Krosnick (1991) notes that satisficing is related to three key factors: task difficulty, respondent ability, and respondent motivation.

In usability testing, we assess aspects of the survey that may be unnecessarily difficult, which increase the respondent’s cognitive burden and reduces accuracy. For example, if we notice that survey participants made errors because they were not reading instructions, we should reduce the amount of text by replacing some of it with visual cues. On Web-based surveys, we can use autofills instead of making respondents remember their answer to a previous question.

By reducing complexity, we can increase motivation and improve the quality of responses obtained in surveys. Usability studies have shown that survey

How Well Do Respondents Follow Navigational Cues and Instructions?

A number of design features affect how participants navigate surveys. These include determining what questions to answer, placement of instructions and introductions, placement of Next and Previous buttons, and navigation menus.

To answer survey questions, respondents have to get to the questions and correctly navigate from one question to the next. Geisen et al. (2013) found that usability participants testing a paper survey were immediately drawn to the first question and skipped over instructions or introductions. Participants just want to get started, and question numbers essentially served as signposts to navigate through the instrument.
········
WHAT IS NEEDED
Set down, word for word, everything in the passage on survey usability from "Krosnick (1991) notes" down to "Cues and Instructions?".
········
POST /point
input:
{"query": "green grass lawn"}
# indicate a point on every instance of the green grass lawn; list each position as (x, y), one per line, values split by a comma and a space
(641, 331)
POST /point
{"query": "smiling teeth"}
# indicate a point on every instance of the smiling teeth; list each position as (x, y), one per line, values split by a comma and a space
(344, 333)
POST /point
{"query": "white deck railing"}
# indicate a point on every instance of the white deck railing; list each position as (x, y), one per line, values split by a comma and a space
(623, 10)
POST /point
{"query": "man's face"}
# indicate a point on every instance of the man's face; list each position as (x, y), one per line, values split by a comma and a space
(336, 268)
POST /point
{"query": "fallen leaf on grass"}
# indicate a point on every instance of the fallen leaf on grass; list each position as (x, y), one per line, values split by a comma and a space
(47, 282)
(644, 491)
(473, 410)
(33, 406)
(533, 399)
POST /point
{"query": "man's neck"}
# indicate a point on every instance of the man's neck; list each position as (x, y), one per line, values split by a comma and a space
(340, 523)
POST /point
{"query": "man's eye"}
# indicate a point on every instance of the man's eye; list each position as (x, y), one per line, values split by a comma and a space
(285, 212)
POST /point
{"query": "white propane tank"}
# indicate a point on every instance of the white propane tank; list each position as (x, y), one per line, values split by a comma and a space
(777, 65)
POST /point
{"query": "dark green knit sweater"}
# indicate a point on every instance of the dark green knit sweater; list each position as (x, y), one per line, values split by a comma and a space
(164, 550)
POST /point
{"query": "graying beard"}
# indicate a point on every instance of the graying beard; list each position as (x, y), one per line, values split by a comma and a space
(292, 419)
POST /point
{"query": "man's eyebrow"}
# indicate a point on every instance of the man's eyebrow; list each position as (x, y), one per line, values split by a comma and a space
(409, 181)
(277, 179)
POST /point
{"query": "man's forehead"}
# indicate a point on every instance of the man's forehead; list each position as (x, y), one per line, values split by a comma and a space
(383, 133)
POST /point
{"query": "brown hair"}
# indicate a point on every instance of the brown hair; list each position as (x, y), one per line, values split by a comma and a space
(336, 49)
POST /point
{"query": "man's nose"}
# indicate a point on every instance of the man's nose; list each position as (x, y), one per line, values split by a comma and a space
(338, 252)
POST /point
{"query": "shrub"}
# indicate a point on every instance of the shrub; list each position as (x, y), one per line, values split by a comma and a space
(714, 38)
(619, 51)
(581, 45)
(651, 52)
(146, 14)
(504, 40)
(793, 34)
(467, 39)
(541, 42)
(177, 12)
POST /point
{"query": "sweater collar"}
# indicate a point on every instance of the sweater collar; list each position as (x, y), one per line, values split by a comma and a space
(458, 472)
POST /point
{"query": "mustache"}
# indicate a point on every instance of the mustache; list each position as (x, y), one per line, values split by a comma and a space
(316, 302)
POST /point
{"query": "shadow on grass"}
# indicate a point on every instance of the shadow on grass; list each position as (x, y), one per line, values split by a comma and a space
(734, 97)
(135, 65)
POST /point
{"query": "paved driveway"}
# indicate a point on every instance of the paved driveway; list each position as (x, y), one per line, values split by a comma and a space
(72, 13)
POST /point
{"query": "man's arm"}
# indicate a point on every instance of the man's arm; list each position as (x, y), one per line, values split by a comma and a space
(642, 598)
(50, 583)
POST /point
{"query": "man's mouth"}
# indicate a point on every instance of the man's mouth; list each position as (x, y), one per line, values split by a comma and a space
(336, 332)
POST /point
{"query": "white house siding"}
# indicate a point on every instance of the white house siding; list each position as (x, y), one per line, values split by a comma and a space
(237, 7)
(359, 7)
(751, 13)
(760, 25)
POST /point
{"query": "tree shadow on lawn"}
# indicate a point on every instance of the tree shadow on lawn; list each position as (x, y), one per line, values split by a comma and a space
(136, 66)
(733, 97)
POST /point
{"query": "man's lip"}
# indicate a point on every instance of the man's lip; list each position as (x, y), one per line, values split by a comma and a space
········
FINISHED TASK
Krosnick (1991) notes that satisficing is related to three key factors: task difficulty, respondent ability, and respondent motivation.

In usability testing, we assess aspects of the survey that may be unnecessarily difficult, which increase the respondent’s cognitive burden and reduces accuracy. For example, if we notice that survey participants made errors because they were not reading instructions, we should reduce the amount of text by replacing some of it with visual cues. On Web-based surveys, we can use autofills instead of making respondents remember their answer to a previous question.

By reducing complexity, we can increase motivation and improve the quality of responses obtained in surveys. Usability studies have shown that survey

How Well Do Respondents Follow Navigational Cues and Instructions?